=== MATERIALS PROVIDED ===

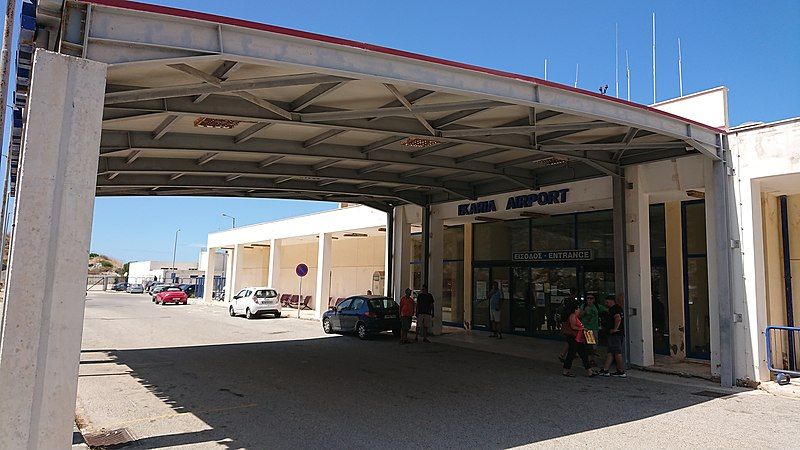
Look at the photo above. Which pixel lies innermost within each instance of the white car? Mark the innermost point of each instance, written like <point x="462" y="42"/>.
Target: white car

===
=== MATERIALS PROVIDED ===

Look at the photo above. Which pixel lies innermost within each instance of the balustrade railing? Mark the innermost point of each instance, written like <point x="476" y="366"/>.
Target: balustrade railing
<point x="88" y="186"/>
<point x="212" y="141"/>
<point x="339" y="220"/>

===
=== MATERIALS PROVIDED ===

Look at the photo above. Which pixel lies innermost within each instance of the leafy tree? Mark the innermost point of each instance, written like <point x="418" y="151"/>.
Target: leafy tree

===

WHAT THE TASK ASKS: Please reproduce only the data between the lines holding "of the white" and "Target: white car", inclusive, substituting "red truck" for every "white car" and changing nothing else.

CORRECT RESPONSE:
Look at the photo above. Which pixel lies innermost within each instance of the red truck? Mark the innermost point of each instance, written like <point x="462" y="42"/>.
Target: red truck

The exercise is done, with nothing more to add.